Com pontualidade britânica, às cinco horas da manhã, quando começa a despontar o dia nesta época do ano, o bem-te-vi, que mora em uma árvore em frente ao meu apartamento, canta. E é com aquela frase sonora, inconfundível, curta, límpida e repetida sempre no mesmo tom, como se fosse um eterno aprendiz de um instrumento musical, que ele me acorda de fato e prazerosamente, já que eu tenho o hábito de levantar da cama um pouco antes do seu trinado. Começa aí a vivência de mais um dia com suas rotinas e seus imprevistos, com suas alegrias e suas mágoas, pautado pelo constante instinto dionisíaco e a vulnerável disciplina cartesiana, enfim fazendo jus àquela velha história do confronto entre os sentimentos da razão e da emoção que administram os nossos saberes e o nosso comportamento, definindo assim nossas diferentes personalidades.

## O que se pede
- 1) Transcreva do texto sobre o bem-te-vi a passagem que começa em "Com pontualidade britânica, às" e segue até "nossas diferentes personalidades.".
- 2) No texto sobre o bem-te-vi, a que horas o pássaro canta?

## Dados fornecidos
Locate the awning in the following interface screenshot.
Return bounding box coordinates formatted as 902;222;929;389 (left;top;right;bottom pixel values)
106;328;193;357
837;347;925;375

## Resultados do exercício
- 1)
Com pontualidade britânica, às cinco horas da manhã, quando começa a despontar o dia nesta época do ano, o bem-te-vi, que mora em uma árvore em frente ao meu apartamento, canta. E é com aquela frase sonora, inconfundível, curta, límpida e repetida sempre no mesmo tom, como se fosse um eterno aprendiz de um instrumento musical, que ele me acorda de fato e prazerosamente, já que eu tenho o hábito de levantar da cama um pouco antes do seu trinado. Começa aí a vivência de mais um dia com suas rotinas e seus imprevistos, com suas alegrias e suas mágoas, pautado pelo constante instinto dionisíaco e a vulnerável disciplina cartesiana, enfim fazendo jus àquela velha história do confronto entre os sentimentos da razão e da emoção que administram os nossos saberes e o nosso comportamento, definindo assim nossas diferentes personalidades.

- 2) Às cinco horas da manhã.